» **Problem to solve**
Pick up the tutorial on building an SVM regressor to estimate traffic right after its final sentence and continue it.

**** Selected text ****

书名：Python Machine Learning Cookbook（Second Edition）
作者名：Giuseppe Ciaburro Prateek Joshi
本章字数：299字
更新时间：2025-04-04 14:38:11

How to do it...

Let's see how to estimate traffic:

Let's see how to build an SVM regressor. We will use traffic.py that's already provided to you as a reference. Create a new Python file, and add the following lines:

# SVM regressor to estimate traffic 
 
import numpy as np 
from sklearn import preprocessing 
from sklearn.svm import SVR 
 
input_file = 'traffic_data.txt' 
 
# Reading the data 
X = [] 
count = 0 
with open(input_file, 'r') as f: 
    for line in f.readlines(): 
        data = line[:-1].split(',') 
        X.append(data) 
 
X = np.array(X)

We loaded all the input data into X.

Let's encode this data:

# Convert string data to numerical data 
label_encoder = []  
X_encoded = np.empty(X.shape) 
for i,item in enumerate(X[0]): 
    if item.isdigit(): 
        X_encoded[:, i] = X[:, i] 
    else: 
        label_encoder.append(preprocessing.LabelEncoder()) 
        X_encoded[:, i] = label_encoder[-1].fit_transform(X[:, i]) 
 
X = X_encoded[:, :-1].astype(int) 
y = X_encoded[:, -1].astype(int)

Let's build and train the SVM regressor using the radial basis function:

# Build SVR 
params = {'kernel': 'rbf', 'C': 10.0, 'epsilon': 0.2}  
regressor = SVR(**params) 
regressor.fit(X, y)

In the preceding lines, the C parameter specifies the penalty for misclassification and epsilon specifies the limit within which no penalty is applied.

**** Record list ****

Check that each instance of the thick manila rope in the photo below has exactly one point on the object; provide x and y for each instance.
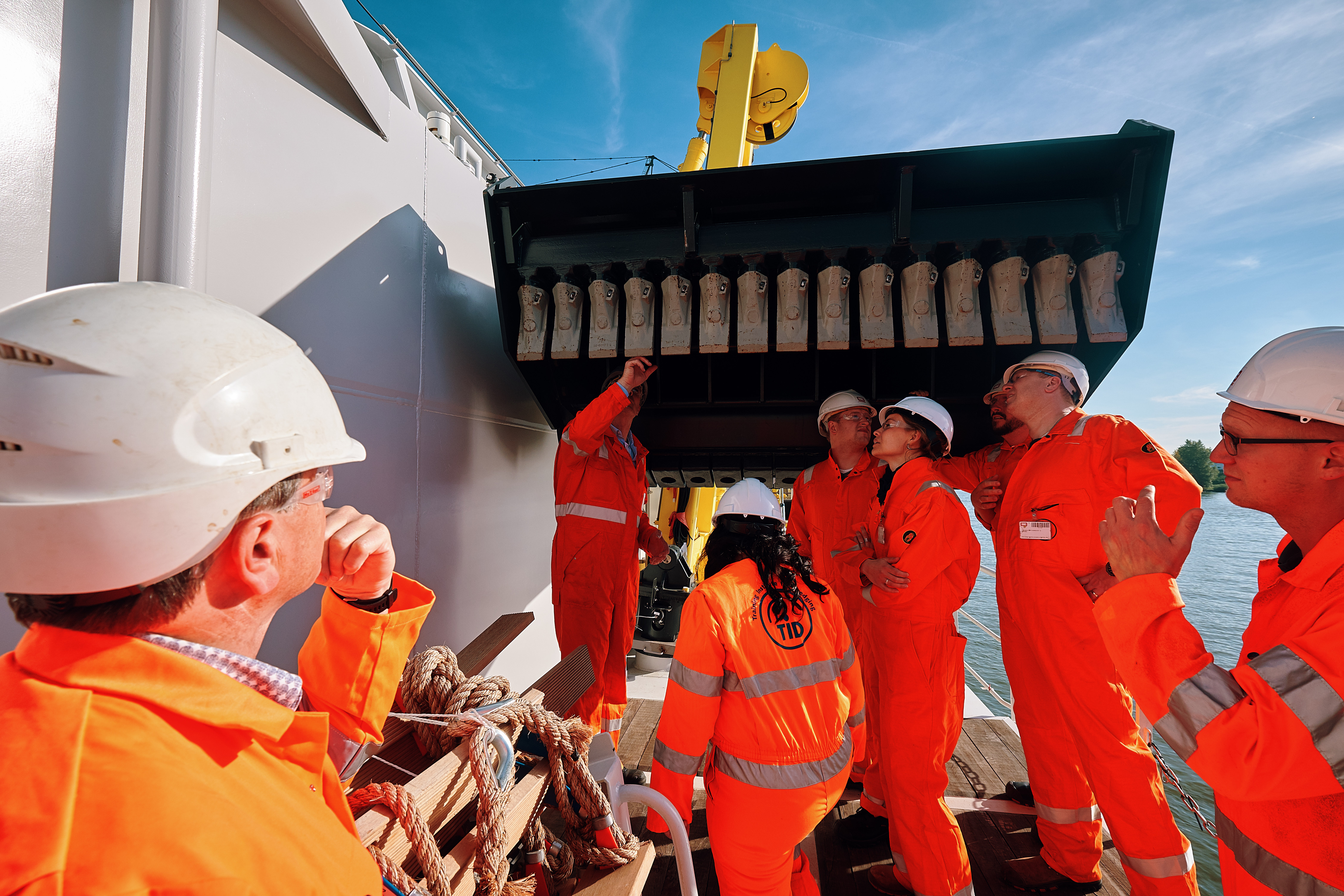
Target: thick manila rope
(435, 686)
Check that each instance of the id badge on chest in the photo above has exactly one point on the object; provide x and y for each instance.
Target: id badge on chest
(1034, 530)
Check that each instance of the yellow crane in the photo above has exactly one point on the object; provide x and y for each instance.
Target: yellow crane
(748, 99)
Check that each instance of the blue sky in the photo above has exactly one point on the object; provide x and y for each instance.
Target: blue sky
(1253, 233)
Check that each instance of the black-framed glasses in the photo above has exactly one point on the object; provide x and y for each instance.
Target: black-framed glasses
(1234, 443)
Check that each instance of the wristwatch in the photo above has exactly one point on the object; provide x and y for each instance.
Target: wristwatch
(372, 605)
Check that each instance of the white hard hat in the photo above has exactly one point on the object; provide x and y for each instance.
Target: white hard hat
(138, 421)
(929, 410)
(749, 498)
(1060, 362)
(839, 402)
(1300, 373)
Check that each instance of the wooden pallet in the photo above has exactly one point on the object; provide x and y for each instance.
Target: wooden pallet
(987, 758)
(445, 792)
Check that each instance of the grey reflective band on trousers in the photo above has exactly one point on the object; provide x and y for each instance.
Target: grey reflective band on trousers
(1311, 698)
(1267, 867)
(674, 761)
(780, 680)
(589, 511)
(1164, 867)
(1194, 703)
(1068, 816)
(697, 683)
(792, 777)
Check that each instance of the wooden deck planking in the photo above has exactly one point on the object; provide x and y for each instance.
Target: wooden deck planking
(987, 757)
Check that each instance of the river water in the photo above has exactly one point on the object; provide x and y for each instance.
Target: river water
(1218, 583)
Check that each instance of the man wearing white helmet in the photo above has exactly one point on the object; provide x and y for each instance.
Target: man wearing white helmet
(1085, 754)
(1269, 734)
(832, 496)
(166, 460)
(984, 472)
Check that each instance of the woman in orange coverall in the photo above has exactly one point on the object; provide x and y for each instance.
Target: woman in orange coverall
(765, 672)
(919, 524)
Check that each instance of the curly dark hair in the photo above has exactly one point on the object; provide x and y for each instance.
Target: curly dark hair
(773, 551)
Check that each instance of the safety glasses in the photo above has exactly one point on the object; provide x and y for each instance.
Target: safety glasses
(314, 491)
(1234, 443)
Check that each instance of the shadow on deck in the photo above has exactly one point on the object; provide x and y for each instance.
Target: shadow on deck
(988, 757)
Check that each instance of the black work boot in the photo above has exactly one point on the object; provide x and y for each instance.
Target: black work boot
(1035, 876)
(1019, 792)
(862, 829)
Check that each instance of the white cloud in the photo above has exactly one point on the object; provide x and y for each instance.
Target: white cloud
(1194, 395)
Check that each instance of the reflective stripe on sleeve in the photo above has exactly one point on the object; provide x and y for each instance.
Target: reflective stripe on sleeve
(1164, 867)
(932, 484)
(592, 512)
(1194, 703)
(695, 682)
(565, 437)
(1268, 868)
(673, 761)
(803, 774)
(1312, 699)
(1068, 816)
(767, 683)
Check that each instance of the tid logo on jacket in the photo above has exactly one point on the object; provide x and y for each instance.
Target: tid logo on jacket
(787, 622)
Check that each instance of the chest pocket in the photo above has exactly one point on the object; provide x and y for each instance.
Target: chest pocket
(1073, 529)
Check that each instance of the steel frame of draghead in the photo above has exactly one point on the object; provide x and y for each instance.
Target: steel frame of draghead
(1041, 230)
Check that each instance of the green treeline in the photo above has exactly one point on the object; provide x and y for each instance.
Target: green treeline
(1194, 457)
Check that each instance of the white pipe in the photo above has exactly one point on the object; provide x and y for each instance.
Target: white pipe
(681, 843)
(179, 131)
(468, 156)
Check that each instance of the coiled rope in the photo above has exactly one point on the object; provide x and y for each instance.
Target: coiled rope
(436, 688)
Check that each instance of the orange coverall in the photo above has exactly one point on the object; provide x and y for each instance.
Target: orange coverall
(826, 510)
(1269, 735)
(919, 694)
(131, 769)
(600, 527)
(781, 700)
(1085, 754)
(995, 461)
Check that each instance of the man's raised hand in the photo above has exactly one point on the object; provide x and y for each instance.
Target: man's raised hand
(1135, 543)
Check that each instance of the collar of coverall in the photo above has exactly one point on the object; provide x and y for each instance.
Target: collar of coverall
(1320, 563)
(865, 463)
(127, 667)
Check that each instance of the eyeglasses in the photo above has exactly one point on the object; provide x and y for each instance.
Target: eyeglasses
(315, 491)
(1234, 443)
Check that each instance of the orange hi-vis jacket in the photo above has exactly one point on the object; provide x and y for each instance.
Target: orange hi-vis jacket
(600, 527)
(916, 680)
(995, 461)
(781, 699)
(1269, 735)
(132, 769)
(824, 510)
(1084, 750)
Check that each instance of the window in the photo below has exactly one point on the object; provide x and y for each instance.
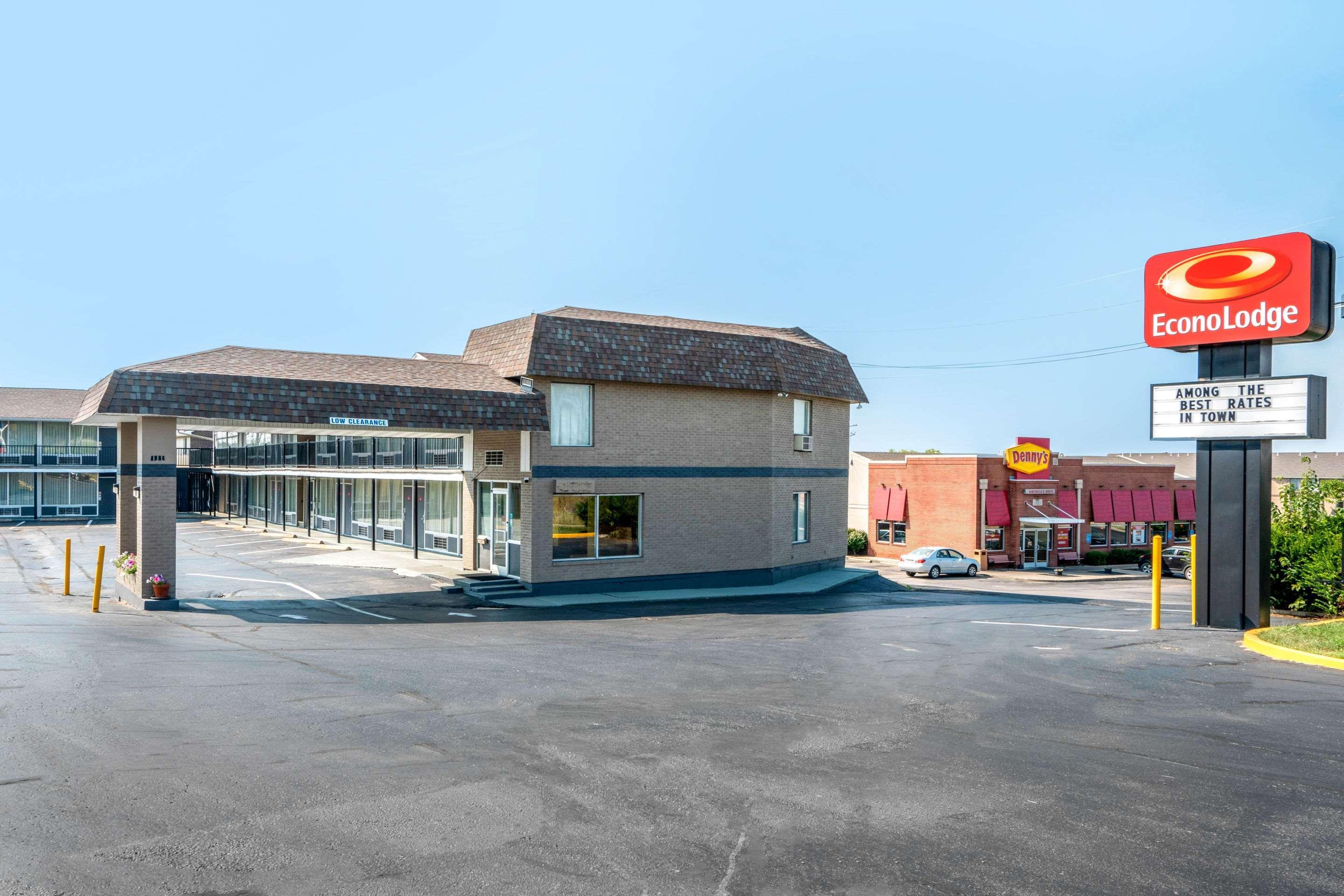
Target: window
(17, 489)
(1097, 535)
(801, 417)
(593, 527)
(572, 414)
(801, 511)
(442, 508)
(1119, 532)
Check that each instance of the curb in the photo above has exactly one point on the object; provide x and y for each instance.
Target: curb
(1252, 641)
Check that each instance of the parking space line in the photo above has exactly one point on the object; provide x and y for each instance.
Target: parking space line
(1042, 625)
(299, 588)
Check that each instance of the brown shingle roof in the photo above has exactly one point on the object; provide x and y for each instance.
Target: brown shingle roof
(39, 403)
(277, 386)
(644, 348)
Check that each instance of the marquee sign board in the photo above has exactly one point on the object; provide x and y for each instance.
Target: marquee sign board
(1262, 408)
(1274, 288)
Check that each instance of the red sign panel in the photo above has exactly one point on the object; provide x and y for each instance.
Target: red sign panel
(1274, 288)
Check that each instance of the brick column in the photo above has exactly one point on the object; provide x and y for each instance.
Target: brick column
(127, 481)
(156, 521)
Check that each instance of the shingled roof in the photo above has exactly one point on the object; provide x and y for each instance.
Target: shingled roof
(643, 348)
(39, 405)
(273, 386)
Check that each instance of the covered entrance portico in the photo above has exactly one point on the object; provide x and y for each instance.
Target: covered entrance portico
(314, 416)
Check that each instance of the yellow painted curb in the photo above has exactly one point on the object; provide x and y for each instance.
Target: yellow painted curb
(1252, 641)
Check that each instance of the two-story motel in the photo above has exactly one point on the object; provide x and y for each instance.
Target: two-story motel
(572, 451)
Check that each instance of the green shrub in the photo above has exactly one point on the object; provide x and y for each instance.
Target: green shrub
(1304, 556)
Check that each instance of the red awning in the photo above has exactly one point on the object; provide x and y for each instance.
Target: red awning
(1123, 503)
(897, 509)
(1103, 511)
(996, 508)
(1143, 506)
(881, 500)
(1186, 504)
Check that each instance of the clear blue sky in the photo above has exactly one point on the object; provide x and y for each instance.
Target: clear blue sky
(384, 179)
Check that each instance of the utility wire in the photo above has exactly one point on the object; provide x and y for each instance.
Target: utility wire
(1006, 361)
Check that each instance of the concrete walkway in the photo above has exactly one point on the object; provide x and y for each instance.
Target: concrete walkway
(804, 585)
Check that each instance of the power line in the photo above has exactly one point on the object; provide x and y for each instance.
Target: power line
(1006, 361)
(996, 364)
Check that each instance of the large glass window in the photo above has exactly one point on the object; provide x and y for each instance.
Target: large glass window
(801, 417)
(1119, 534)
(17, 491)
(587, 527)
(362, 503)
(801, 514)
(572, 414)
(444, 508)
(390, 503)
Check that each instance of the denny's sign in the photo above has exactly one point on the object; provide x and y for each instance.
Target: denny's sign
(1030, 458)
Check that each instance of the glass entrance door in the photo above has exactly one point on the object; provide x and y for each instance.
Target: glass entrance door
(499, 531)
(1036, 547)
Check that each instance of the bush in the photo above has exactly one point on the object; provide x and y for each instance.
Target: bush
(1304, 556)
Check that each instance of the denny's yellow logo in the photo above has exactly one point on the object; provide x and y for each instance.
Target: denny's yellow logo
(1027, 457)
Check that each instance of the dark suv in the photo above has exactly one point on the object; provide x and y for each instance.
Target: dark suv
(1176, 561)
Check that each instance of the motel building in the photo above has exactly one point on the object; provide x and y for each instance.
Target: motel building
(1026, 508)
(567, 452)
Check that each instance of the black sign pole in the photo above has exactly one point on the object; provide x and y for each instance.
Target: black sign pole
(1233, 506)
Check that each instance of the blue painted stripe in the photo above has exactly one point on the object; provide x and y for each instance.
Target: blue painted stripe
(543, 472)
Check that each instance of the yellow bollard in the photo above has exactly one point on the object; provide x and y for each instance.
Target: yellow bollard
(97, 581)
(1158, 582)
(1194, 571)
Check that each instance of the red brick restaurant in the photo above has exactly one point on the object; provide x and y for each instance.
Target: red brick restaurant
(1043, 511)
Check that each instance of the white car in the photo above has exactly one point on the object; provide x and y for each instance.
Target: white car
(937, 562)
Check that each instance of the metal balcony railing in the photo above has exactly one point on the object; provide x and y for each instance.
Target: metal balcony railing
(49, 454)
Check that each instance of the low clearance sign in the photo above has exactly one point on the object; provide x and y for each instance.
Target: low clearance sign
(1274, 288)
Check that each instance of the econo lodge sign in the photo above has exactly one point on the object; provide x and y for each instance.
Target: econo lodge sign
(1274, 288)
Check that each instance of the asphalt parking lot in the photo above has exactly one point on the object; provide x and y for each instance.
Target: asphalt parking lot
(367, 738)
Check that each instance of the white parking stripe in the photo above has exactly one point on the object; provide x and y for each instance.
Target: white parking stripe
(1042, 625)
(318, 597)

****

» **Final result**
Let's perform cross-validation to check the performance of the regressor:

# Cross validation
import sklearn.metrics as sm

y_pred = regressor.predict(X)
print("Mean absolute error =", round(sm.mean_absolute_error(y, y_pred), 2))

Let's test it on a datapoint:

# Testing encoding on single data instance
input_data = ['Tuesday', '13:35', 'San Francisco', 'yes']
input_data_encoded = [-1] * len(input_data)
count = 0
for i,item in enumerate(input_data):
    if item.isdigit():
        input_data_encoded[i] = int(input_data[i])
    else:
        input_data_encoded[i] = int(label_encoder[count].transform([input_data[i]]))
        count = count + 1 

input_data_encoded = np.array(input_data_encoded)

# Predict and print output for a particular datapoint
print("Predicted traffic:", int(regressor.predict([input_data_encoded])[0]))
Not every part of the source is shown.